* [PASSAGE PROVIDED]
————————
This restriction, when implemented as a hard error, ensures that option 1 is forward-compatible with option 2.

Changes from today's behavior

To desugar consts into patterns we need to either reject raw pointer values or consider them legal "leaf patterns" (which likely means we need to permit constructing valtrees with raw pointers, since pattern construction goes through valtrees). At least the pointer_structural_match lint should be made a hard error.

If we want the structural match check to be a hard error, the indirect_structural_match future-compat lint also has to be turned into a hard error. If we want to be able to analyze whether a value is recursively structural-match without computing it (using logic similar to how we determine whether a const value needs dropping), we need to make nontrivial_structural_match a hard error; but we could alternatively just say that we will compute the value of the constant and check that as basis for the hard error/lint. (We have to compute that value anyway.)

To follow this design we also have to change the behavior of some existing code such as this one, where currently one can tell that we are not actually desugaring consts to native patterns. This code already has a future-incompat lint (and has had it for a long time), so we could avoid silently changing semantics by making such code a hard error instead.

Option 2: Desugar to ==

The alternative to the above is to say that constants used as patterns behave like ==, and everything else is linting and quality-of-life improvements.

Why would we explain consts-in-patterns via == rather than desugared patterns? We already allow using floats in patterns without any constants being involved (this has worked since Rust 1.0, though we started linting against it at some point many years ago), and that uses == semantics rather than "exact bitwise equality" and one can argue about whether this is "structural". We also allow raw pointers to sized types and don't even lint against that; whether one considers == on *const u8 to be "structural" is probably a matter of opinion arguably that type doesn't really have any "structure", and its notion of equality is a very low-level machine detail. So saying that all consts use == is not a total surprise. (OTOH, as discussed above, if we restrict this to "integer pointers" then raw pointer equality can be argued to be structural.)

One big advantage of this option is that we will be able to allow matching against generic consts, associated consts of generic types, and other consts whose value we cannot know at MIR building time.

One big downside is that if people expect consts in patterns to behave as if they desugar to a pattern, then they are not getting the semantics they are expecting. Generally people might be expecting stricter equality from match as what == provides. (However, if that's the deciding argument, we should do something about matching on floats, and possible raw pointers as well.) People also expressed the opinion that match behavior should never depend on user-defined code like custom ==.

We can of course still detect and lint against "non-structural-match" cases where if the final value were to be written as a pattern, it would behave differently (at least we can do that for consts whose value we can compute). This would somewhat preserve the spirit of RFC 1445. The details of what gets linted would have to be determined if we do allow opaque consts in patterns, we probably don't want to lint against every use of them, so the lint would necessarily miss some warnings.

This option was not a real possibility during prior discussion in past years, since not all function pointer types implemented PartialEq. However, that issue has been resolved now, so (except for what looks like accidents), all types we allow matching on currently do have PartialEq.
————————
* [SUPPLIED MATERIAL]
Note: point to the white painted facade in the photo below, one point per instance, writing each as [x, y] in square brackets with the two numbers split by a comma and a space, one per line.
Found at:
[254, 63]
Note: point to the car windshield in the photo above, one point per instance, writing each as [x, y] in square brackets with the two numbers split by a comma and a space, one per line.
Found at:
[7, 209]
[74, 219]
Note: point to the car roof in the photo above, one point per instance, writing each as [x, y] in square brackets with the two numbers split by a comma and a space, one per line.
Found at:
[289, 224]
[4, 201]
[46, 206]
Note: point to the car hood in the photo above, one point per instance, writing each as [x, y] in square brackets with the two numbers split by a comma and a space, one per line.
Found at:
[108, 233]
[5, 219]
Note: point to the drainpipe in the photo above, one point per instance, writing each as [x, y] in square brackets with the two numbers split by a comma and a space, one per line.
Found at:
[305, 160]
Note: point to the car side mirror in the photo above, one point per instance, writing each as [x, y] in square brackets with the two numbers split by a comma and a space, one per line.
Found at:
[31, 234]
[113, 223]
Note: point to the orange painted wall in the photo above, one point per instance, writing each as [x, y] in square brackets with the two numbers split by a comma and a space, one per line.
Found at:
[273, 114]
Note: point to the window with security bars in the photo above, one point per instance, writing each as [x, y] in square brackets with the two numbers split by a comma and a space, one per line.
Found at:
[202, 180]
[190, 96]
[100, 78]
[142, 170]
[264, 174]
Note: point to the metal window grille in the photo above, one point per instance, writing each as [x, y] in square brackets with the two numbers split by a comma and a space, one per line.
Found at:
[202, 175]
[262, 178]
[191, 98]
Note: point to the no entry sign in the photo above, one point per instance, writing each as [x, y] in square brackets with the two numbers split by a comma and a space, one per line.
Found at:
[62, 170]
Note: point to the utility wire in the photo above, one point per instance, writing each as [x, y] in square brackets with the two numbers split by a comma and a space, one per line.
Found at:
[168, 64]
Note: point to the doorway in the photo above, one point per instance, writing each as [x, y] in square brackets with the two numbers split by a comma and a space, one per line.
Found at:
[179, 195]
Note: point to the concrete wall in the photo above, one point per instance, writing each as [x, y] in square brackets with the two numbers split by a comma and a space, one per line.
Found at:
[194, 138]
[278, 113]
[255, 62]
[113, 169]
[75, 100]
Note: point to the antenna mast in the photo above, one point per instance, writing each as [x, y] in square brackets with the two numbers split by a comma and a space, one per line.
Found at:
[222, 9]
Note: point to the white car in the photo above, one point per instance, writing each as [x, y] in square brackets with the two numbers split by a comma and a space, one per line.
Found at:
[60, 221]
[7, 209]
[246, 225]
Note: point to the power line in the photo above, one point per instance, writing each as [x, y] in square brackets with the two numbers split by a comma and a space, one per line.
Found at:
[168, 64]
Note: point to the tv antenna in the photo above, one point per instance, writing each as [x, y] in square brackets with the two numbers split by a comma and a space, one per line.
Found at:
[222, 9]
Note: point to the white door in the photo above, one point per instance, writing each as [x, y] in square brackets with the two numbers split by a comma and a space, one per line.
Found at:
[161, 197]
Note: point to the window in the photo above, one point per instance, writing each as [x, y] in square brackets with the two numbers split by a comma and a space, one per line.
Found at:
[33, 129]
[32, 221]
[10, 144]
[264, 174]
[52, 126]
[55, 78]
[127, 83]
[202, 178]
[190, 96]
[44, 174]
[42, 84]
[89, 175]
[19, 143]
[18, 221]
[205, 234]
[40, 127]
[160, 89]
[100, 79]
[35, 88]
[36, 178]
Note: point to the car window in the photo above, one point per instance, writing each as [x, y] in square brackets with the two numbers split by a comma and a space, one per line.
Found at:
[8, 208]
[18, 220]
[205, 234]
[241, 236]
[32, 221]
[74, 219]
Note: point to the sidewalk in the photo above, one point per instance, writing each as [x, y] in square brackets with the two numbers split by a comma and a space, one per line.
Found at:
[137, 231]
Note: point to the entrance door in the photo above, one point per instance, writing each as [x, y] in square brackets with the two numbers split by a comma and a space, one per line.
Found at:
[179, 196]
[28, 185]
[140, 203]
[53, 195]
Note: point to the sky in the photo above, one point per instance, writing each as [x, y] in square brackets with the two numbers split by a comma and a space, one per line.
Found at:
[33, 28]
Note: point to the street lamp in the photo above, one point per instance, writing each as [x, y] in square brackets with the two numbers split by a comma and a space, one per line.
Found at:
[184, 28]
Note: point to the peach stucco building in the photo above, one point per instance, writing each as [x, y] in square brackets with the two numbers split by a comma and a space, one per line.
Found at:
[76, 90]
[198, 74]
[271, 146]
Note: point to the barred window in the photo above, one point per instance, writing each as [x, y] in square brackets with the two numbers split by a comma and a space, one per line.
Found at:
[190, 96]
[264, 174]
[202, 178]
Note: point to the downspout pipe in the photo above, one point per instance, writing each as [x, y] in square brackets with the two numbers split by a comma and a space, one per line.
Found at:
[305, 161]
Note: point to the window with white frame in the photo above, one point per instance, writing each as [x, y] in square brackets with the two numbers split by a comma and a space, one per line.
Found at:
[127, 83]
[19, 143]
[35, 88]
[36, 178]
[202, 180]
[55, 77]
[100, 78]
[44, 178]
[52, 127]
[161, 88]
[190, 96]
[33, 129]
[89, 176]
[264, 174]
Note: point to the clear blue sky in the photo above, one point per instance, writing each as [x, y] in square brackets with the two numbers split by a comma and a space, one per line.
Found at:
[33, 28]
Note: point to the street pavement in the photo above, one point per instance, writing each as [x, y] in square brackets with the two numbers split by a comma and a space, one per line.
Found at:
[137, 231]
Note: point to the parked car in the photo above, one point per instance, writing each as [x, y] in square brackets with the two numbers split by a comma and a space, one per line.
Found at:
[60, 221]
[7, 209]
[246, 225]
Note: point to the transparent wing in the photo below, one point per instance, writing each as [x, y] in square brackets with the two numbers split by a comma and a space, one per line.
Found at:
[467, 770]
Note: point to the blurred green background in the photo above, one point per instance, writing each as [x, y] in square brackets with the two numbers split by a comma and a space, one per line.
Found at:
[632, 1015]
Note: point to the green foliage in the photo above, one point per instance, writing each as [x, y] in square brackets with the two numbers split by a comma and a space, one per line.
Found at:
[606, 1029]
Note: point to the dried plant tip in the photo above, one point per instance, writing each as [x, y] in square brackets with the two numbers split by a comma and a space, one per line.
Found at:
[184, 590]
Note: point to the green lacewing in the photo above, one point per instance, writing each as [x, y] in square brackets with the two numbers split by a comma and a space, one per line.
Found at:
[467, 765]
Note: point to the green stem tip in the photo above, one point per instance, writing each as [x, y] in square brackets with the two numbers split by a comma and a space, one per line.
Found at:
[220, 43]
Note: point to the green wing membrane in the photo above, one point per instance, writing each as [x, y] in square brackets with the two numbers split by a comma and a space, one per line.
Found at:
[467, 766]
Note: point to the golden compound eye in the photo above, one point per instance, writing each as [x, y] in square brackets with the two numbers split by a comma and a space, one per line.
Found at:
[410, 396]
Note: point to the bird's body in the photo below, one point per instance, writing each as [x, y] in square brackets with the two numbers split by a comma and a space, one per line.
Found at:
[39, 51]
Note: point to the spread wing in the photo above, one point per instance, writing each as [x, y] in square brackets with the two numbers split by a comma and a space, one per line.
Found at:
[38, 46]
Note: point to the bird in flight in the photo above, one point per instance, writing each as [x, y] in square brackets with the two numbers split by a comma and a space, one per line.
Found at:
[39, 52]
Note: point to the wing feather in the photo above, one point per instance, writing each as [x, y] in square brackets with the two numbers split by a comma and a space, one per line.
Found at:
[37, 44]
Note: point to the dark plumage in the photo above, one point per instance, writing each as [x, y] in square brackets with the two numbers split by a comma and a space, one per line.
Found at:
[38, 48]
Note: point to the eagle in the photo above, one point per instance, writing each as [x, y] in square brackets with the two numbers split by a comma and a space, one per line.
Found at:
————————
* [WHAT IS REQUIRED]
Which lints does the text on constants in patterns refer to by their exact names? The records above come from a different source than the text.

* [TASK ANSWER]
pointer_structural_match, indirect_structural_match, nontrivial_structural_match